» Excerpted passage

***

# Coherently refreshed acoustic phonons for extended light storage

**Authors:** Birgit Stiller, Moritz Merklein, Christian Wolff, Khu Vu, Pan Ma,, Stephen J. Madden, and Benjamin J. Eggleton

arXiv: 1904.13167 · 2019-05-01

## TL;DR

This paper introduces a resonant optical reinforcement scheme that extends the lifetime of acoustic phonons in waveguides, enabling on-chip optical storage up to 40 ns and potentially up to microseconds, surpassing previous limitations.

## Contribution

The authors demonstrate a novel method to counteract intrinsic acoustic decay using synchronized optical pulses, significantly extending phonon-based light storage times.

## Key findings

- Achieved 40 ns on-chip optical storage, four times the intrinsic phonon lifetime.
- Confirmed coherence of stored signals via homodyne detection after 40 ns.

***

» Tasks and exercises
1. Rewrite everything in the light-storage paper summary from "- Achieved 40" down to "after 40 ns.", and put "heterodyne" in place of "homodyne".
2. Pick up the summary of the acoustic-phonon light-storage paper after its last line and write the next part.

***

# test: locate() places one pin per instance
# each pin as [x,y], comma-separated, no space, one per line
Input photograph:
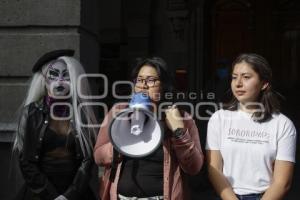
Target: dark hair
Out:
[268,98]
[161,67]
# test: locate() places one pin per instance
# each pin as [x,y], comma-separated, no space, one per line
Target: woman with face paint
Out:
[250,144]
[160,173]
[54,147]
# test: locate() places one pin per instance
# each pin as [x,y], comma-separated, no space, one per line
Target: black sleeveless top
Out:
[58,159]
[142,177]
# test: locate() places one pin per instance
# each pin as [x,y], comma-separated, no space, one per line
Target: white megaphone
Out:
[135,132]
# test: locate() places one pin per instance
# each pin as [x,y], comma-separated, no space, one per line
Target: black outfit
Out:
[142,177]
[52,164]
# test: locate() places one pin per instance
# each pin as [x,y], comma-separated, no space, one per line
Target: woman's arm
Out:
[282,180]
[34,178]
[187,147]
[215,174]
[103,150]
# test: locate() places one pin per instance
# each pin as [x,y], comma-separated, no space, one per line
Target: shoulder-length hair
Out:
[37,91]
[267,97]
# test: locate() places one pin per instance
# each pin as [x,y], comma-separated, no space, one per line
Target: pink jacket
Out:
[179,154]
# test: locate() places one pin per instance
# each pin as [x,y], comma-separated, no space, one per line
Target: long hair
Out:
[267,97]
[37,91]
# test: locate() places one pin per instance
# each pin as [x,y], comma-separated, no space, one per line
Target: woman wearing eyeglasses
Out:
[158,175]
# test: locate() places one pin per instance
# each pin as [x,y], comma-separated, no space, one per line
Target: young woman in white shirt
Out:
[250,144]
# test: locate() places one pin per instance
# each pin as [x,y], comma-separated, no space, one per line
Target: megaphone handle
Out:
[114,165]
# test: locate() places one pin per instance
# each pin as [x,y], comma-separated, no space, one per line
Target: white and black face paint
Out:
[57,79]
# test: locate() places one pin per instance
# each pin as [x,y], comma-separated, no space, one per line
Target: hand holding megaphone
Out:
[173,118]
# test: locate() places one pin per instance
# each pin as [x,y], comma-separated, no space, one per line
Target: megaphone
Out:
[135,132]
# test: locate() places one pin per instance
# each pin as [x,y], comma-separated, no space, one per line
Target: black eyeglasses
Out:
[150,81]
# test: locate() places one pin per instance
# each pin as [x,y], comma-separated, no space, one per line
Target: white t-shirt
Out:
[249,148]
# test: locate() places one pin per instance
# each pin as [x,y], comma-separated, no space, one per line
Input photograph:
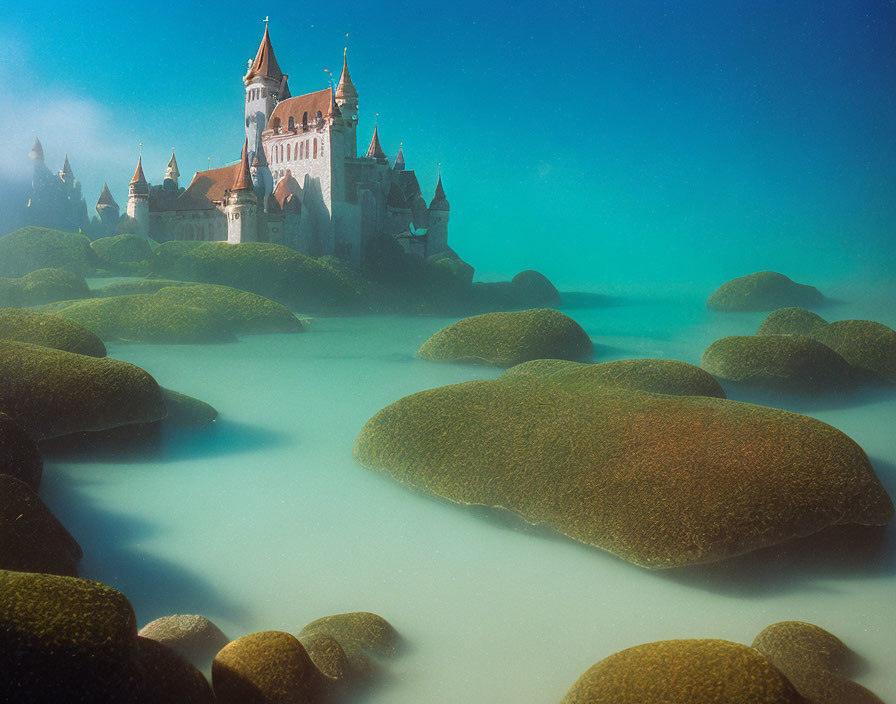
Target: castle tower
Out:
[138,200]
[266,85]
[172,173]
[439,211]
[347,100]
[108,211]
[241,204]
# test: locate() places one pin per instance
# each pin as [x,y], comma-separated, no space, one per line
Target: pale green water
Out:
[264,521]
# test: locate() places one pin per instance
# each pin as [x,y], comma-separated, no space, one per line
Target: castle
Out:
[299,181]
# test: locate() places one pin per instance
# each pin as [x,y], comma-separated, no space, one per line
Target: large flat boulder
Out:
[51,392]
[659,480]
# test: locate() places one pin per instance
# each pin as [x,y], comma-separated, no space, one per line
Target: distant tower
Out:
[439,210]
[172,173]
[138,200]
[347,100]
[266,85]
[109,212]
[241,205]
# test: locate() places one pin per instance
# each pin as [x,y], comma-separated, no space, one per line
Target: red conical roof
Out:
[243,180]
[265,63]
[375,151]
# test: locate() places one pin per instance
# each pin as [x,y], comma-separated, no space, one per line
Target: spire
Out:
[265,63]
[243,180]
[399,160]
[375,151]
[106,198]
[346,89]
[172,171]
[37,151]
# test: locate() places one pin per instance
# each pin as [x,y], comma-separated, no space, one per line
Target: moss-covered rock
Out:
[659,480]
[50,392]
[49,330]
[794,363]
[191,636]
[815,661]
[64,636]
[865,344]
[506,339]
[791,321]
[19,455]
[30,248]
[764,290]
[698,671]
[127,253]
[263,668]
[661,376]
[31,538]
[43,286]
[168,678]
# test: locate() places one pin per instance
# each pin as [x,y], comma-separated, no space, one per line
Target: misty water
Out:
[265,521]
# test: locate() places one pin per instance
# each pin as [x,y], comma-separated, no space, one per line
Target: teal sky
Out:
[601,142]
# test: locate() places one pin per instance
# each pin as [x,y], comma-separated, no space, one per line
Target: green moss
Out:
[49,330]
[63,635]
[659,480]
[661,376]
[764,290]
[698,671]
[784,362]
[815,661]
[791,321]
[31,248]
[50,392]
[31,537]
[506,339]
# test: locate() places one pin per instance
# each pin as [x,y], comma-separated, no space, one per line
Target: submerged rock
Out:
[50,392]
[697,671]
[764,290]
[49,330]
[815,661]
[262,668]
[661,481]
[31,538]
[785,362]
[506,339]
[661,376]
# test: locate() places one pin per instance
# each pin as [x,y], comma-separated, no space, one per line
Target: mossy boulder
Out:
[30,248]
[661,376]
[793,363]
[661,481]
[19,455]
[696,671]
[64,636]
[43,286]
[31,538]
[764,290]
[791,321]
[815,661]
[49,330]
[865,344]
[125,253]
[535,289]
[506,339]
[50,392]
[262,668]
[191,636]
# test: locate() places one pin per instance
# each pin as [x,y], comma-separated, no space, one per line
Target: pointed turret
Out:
[243,180]
[346,90]
[37,151]
[375,151]
[399,160]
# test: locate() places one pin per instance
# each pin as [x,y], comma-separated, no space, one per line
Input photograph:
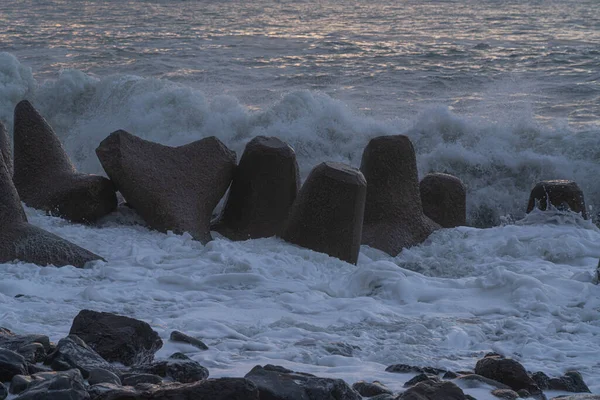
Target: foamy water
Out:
[500,94]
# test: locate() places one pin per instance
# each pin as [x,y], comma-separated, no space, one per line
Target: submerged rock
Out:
[45,177]
[394,217]
[264,187]
[172,188]
[562,194]
[327,215]
[116,337]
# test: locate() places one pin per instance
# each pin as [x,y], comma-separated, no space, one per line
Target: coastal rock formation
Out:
[117,338]
[327,215]
[562,194]
[45,177]
[394,217]
[265,184]
[24,242]
[172,188]
[444,199]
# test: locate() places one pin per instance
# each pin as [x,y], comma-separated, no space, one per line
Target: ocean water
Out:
[499,93]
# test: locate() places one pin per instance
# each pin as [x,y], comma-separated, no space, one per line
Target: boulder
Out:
[11,364]
[45,177]
[177,336]
[172,188]
[444,199]
[394,217]
[73,353]
[562,194]
[210,389]
[117,338]
[433,390]
[264,187]
[278,383]
[6,149]
[24,242]
[327,215]
[506,371]
[67,385]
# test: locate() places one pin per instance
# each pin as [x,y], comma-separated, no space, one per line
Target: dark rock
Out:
[67,385]
[432,390]
[563,195]
[33,347]
[572,381]
[6,149]
[72,352]
[99,375]
[177,336]
[507,371]
[210,389]
[11,364]
[367,389]
[420,378]
[172,188]
[444,199]
[24,242]
[273,384]
[474,381]
[117,338]
[406,369]
[505,394]
[327,215]
[183,371]
[394,217]
[134,379]
[45,177]
[265,184]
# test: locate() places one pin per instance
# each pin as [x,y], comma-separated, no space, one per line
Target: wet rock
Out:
[117,338]
[505,394]
[45,177]
[394,217]
[67,385]
[562,194]
[177,336]
[572,381]
[367,389]
[172,188]
[183,371]
[99,375]
[432,390]
[24,242]
[11,364]
[507,371]
[135,379]
[210,389]
[277,383]
[444,199]
[72,352]
[33,347]
[6,149]
[264,187]
[327,215]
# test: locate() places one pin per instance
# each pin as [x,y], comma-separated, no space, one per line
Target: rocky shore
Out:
[111,357]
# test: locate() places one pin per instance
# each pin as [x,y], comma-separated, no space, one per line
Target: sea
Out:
[500,93]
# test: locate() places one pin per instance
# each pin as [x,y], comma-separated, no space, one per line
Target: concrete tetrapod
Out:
[562,194]
[394,217]
[172,188]
[327,215]
[24,242]
[45,177]
[265,184]
[444,199]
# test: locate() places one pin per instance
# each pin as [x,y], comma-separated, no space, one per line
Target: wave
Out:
[499,160]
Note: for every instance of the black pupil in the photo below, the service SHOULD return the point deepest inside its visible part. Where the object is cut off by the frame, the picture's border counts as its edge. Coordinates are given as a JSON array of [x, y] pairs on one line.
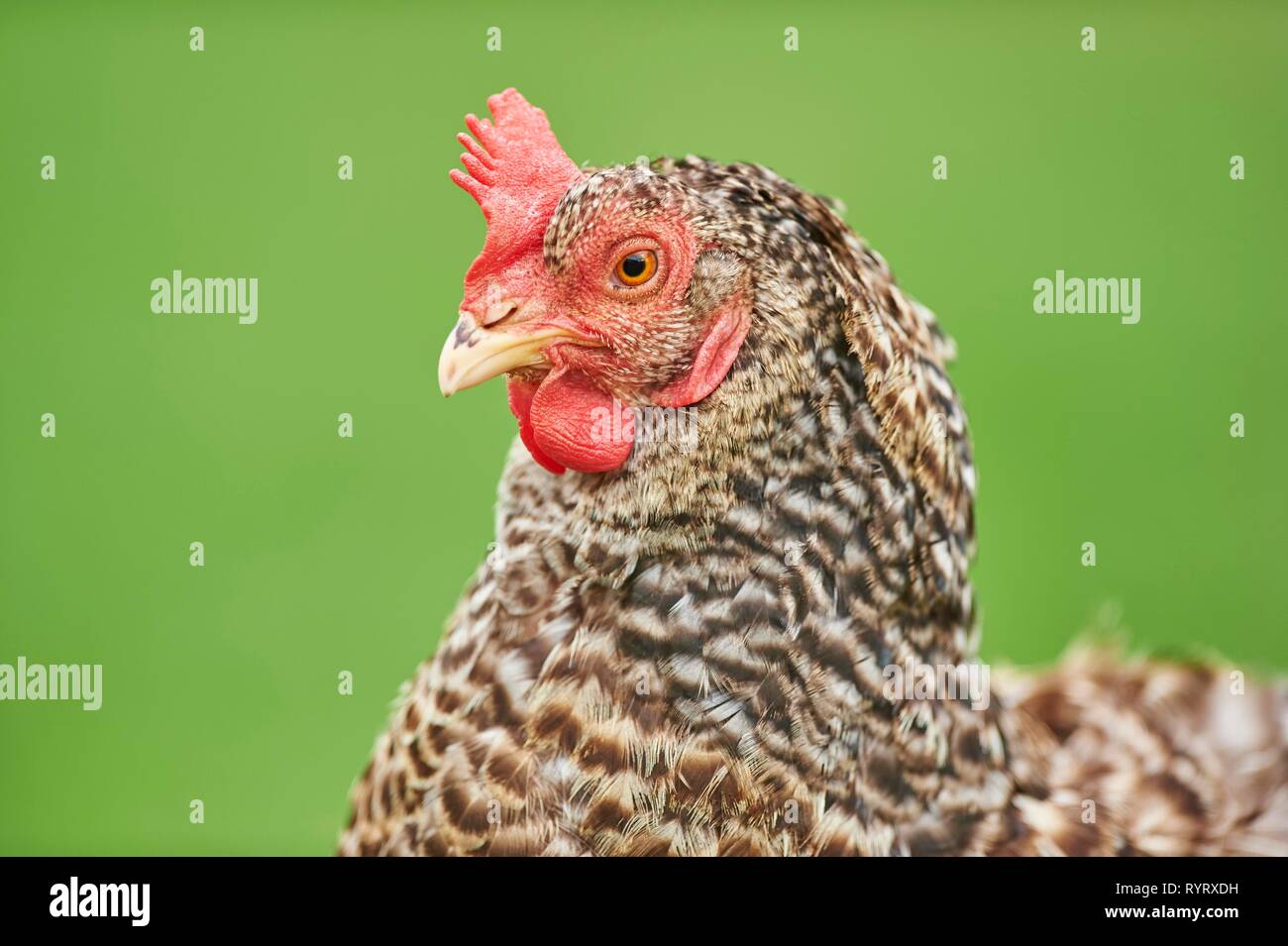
[[634, 265]]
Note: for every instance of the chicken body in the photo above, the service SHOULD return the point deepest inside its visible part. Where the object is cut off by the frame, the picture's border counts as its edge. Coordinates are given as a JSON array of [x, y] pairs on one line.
[[687, 656]]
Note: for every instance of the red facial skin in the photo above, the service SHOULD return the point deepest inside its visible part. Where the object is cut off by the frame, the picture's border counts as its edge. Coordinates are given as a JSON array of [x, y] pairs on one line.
[[578, 416], [625, 340]]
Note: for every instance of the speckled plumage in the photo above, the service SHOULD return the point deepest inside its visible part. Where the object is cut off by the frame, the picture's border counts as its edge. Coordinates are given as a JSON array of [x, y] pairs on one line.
[[686, 656]]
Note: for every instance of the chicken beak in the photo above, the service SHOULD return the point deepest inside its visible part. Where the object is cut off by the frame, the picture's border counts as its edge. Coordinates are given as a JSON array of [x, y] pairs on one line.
[[473, 354]]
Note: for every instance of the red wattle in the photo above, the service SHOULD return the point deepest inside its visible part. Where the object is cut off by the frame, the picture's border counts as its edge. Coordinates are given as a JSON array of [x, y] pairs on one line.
[[520, 394], [567, 421]]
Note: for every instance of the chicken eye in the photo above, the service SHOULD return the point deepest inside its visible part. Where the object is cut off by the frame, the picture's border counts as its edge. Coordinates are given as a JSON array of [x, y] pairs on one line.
[[636, 267]]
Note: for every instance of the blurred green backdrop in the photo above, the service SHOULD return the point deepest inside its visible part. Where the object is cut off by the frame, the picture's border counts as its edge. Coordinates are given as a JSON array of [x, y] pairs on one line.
[[327, 555]]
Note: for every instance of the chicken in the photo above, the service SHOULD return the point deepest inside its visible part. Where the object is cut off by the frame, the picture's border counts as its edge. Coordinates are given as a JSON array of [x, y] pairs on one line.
[[683, 641]]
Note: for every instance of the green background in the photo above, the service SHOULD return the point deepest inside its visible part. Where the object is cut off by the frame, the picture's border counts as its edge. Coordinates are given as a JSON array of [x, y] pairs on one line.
[[327, 555]]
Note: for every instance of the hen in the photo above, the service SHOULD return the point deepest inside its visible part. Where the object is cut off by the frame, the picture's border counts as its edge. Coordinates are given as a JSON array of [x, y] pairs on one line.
[[743, 495]]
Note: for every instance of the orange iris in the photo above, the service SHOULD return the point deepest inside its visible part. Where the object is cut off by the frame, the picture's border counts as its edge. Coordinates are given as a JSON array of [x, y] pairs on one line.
[[636, 267]]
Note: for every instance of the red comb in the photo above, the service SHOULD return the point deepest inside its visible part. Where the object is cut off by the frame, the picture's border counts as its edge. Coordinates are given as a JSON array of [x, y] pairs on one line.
[[516, 172]]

***

» Response list
1.
- Achieved 40 ns on-chip optical storage, four times the intrinsic phonon lifetime.
- Confirmed coherence of stored signals via heterodyne detection after 40 ns.

2.
- Theoretically possible to reach storage times up to microseconds with GHz bandwidth.

## Abstract

Acoustic waves can serve as memory for optical information, however, acoustic phonons in the GHz regime decay on the nanosecond timescale. Usually this is dominated by intrinsic acoustic loss due to inelastic scattering of the acoustic waves and thermal phonons. Here we show a way to counteract the intrinsic acoustic decay of the phonons in a waveguide by resonantly reinforcing the acoustic wave via synchronized optical pulses. This scheme overcomes the previous constraints of phonon-based optical signal processing for light storage and memory. We experimentally demonstrate on-chip storage up to 40 ns, four times the intrinsic acoustic lifetime in the waveguide. We confirm the coherence of the scheme by detecting the phase of the delayed optical signal after 40 ns using homodyne detection. Through theoretical considerations we anticipate that this concept allows for storage times up to microseconds within realistic experimental limitations while maintaining a GHz bandwidth of the optical signal. The refreshed phonon-based light storage removes the usual bandwidth-delay product limitations of e.g. slow-light schemes.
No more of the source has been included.